* TO-DO LIST:
[A] Translate this sentence from the post about holiday songs into Spanish: "I also loathe everything that Manheim Steamroller has done to perfectly good Christmas carols."
[B] Quote the post about holiday songs from the words "OH! I can’t" up to and including the words "is bad, too.".

* TEXT PROVIDED:
**********
Is there a holiday song for which you harbor an irrational hatred? Here’s why I’m asking. I received Faith Hill’s Christmas album, Joy to the World, in the mail a few weeks ago but held off listening to it until yesterday. (I blame the snowflakes I saw in Happy Valley, PA last weekend with weakening my resolve to wait until after Thanksgiving.) It turns out, I kinda hate "Joy to the World." Nothing against Faith (who does particularly lovely versions of "Away in a Manger," "Silent Night, Holy Night!" and "O Holy Night!," by the way), but I just can’t get it up for a song that is neither as sweet and/or stirring as those previously mentioned, nor as naughty as Elvis’ "Santa Claus is Back in Town" (which I still maintain is the sexiest holiday song ever). The only people I actually want to hear sing "Joy to the World" are Clark W. Griswold, in Christmas Vacation, and my sister, who sings those four words sarcastically whenever the Bierly family Christmas takes a turn for the worst.
So, which holiday song can’t you stand? My mother refuses to listen to "The Christmas Song," even when Nat King Cole is singing it. That’s just wrong.
More on holiday songs:
100 Great Christmas Bummers
Must-Hear Holiday Tracks
Worst Christmas Songs Ever!
Favorite Christmas Karaoke Songs








I don’t know if this counts since it’s not a traditional Christmas song, but I cannot STAND Paul McCartney’s “Simply Having a Wonderful Christmas Time.” Atrocious.
I also loathe everything that Manheim Steamroller has done to perfectly good Christmas carols.
I don’t have any that I necessarily hate, but there is one that I wish I wasn’t attached to: “Last Christmas.” It doesn’t matter what version. The lyrics are the verbal equivalent of a wet noodle. But I admittedly end up singing it gleefully throughout the season.
I have a bit of an aversion to “Sleigh Ride,” but only because we played it endlessly in my high-school band and the French Horn part is basically four pages of oom-pahs.
OH! I can’t believe I forgot Celine Dion’s glorious contribution to holiday songs: “Gawd Blesh Ush Ev-uh-ry-wurne.” If you don’t understand the latter half of my previous sentence, then I successfully proved my point.
1. “Christmas in Hollis” – It may be classic hip hop, but it’s tacky and annoying. This means that any other hip hop xmas song is bad, too.
**********
* MATERIAL PROVIDED:
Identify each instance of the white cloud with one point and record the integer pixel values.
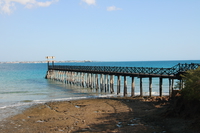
(7, 6)
(113, 8)
(90, 2)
**********
* SOLVED TASKS:
[A] También detesto todo lo que Manheim Steamroller les ha hecho a unos villancicos perfectamente buenos.

[B]
OH! I can’t believe I forgot Celine Dion’s glorious contribution to holiday songs: “Gawd Blesh Ush Ev-uh-ry-wurne.” If you don’t understand the latter half of my previous sentence, then I successfully proved my point.
1. “Christmas in Hollis” – It may be classic hip hop, but it’s tacky and annoying. This means that any other hip hop xmas song is bad, too.